• RECORDS PROVIDED
::::

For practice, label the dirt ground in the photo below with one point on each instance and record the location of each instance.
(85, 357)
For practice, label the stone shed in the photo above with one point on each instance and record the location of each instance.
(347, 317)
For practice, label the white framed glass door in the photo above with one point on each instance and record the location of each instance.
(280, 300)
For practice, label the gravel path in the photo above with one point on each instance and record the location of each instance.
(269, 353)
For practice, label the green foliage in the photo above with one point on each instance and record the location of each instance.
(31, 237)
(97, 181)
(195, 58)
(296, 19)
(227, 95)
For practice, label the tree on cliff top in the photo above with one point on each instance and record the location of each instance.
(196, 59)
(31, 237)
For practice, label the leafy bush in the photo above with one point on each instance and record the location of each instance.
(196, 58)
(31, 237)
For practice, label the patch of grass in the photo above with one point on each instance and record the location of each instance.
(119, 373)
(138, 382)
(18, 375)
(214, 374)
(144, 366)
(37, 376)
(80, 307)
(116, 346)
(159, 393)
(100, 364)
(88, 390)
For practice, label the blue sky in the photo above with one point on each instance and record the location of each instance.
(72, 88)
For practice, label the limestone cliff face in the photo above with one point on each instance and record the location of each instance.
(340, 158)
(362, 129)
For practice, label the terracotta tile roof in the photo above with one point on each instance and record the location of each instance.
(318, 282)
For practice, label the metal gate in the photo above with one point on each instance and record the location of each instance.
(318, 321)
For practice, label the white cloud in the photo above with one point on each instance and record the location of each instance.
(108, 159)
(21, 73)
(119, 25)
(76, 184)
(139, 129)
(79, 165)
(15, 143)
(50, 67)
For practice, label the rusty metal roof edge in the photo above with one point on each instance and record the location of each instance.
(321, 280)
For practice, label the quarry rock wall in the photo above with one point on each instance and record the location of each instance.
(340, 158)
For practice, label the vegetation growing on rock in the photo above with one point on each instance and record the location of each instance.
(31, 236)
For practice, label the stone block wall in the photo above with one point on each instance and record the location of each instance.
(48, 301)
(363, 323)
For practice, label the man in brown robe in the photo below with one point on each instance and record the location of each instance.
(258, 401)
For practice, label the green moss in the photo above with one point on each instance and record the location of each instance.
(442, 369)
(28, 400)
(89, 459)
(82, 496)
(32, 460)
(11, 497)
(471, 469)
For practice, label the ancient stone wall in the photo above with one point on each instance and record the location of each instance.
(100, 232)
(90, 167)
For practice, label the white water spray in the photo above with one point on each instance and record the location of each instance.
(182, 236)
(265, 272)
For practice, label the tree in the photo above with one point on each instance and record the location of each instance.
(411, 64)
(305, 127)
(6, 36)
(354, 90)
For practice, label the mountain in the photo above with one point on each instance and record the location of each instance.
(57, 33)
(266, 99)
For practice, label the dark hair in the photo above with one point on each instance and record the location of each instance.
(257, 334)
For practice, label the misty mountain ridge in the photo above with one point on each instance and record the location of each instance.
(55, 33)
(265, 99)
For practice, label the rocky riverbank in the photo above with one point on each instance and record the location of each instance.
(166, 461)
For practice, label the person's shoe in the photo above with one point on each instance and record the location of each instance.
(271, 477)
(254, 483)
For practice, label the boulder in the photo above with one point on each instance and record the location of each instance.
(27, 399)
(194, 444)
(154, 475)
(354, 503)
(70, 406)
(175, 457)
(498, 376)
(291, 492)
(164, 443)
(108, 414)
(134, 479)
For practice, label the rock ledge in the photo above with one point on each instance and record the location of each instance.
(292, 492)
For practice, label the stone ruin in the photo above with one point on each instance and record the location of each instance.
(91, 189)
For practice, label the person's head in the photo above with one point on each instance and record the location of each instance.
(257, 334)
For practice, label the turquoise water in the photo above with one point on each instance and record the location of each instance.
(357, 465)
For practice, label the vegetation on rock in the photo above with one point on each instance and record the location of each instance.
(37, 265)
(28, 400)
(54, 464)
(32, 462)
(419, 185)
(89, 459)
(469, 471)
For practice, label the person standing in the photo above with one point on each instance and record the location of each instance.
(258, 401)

::::

• EXERCISE BRIEF
Retype exactly, please, each line from the line that contains "For practice, label the boulder" through the last line of the entries above, with nothing added.

• WRITTEN REPLY
For practice, label the boulder in the photo above with one point on each instance and record the location of each instance.
(27, 399)
(194, 444)
(154, 475)
(354, 503)
(70, 406)
(175, 457)
(498, 376)
(291, 492)
(164, 443)
(108, 414)
(134, 479)
For practice, label the rock ledge in the photo above with one point on each instance and record the location of each instance.
(292, 492)
For practice, label the stone ruin in the photo above with one point on each instance and record the location of each instance.
(91, 189)
For practice, label the person's head in the photo above with one point on each instance and record the location of each instance.
(257, 334)
For practice, label the turquoise water in the photo above with one point on each instance and record the location of each instance.
(357, 465)
For practice, label the vegetation on rock in the photo above with one point on each instance and record the location of each instance.
(37, 265)
(28, 400)
(54, 464)
(32, 462)
(419, 185)
(89, 459)
(469, 471)
For practice, label the person standing in the photo above with one point on each instance and record the location of each instance.
(258, 401)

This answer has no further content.